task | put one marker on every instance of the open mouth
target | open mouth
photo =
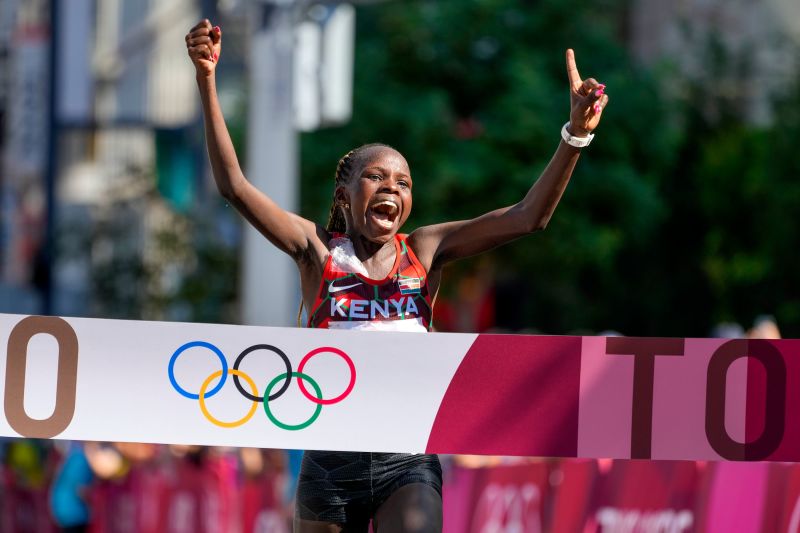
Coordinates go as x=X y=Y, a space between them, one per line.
x=384 y=213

▸ ABOUT THIS EXERCISE:
Give back exactly the lines from the one containing "target | open mouth" to the final line of the entries, both included, and no picture.

▸ SOLVED EXERCISE:
target | open mouth
photo =
Coordinates go as x=X y=Y, a space between them, one per line.
x=384 y=213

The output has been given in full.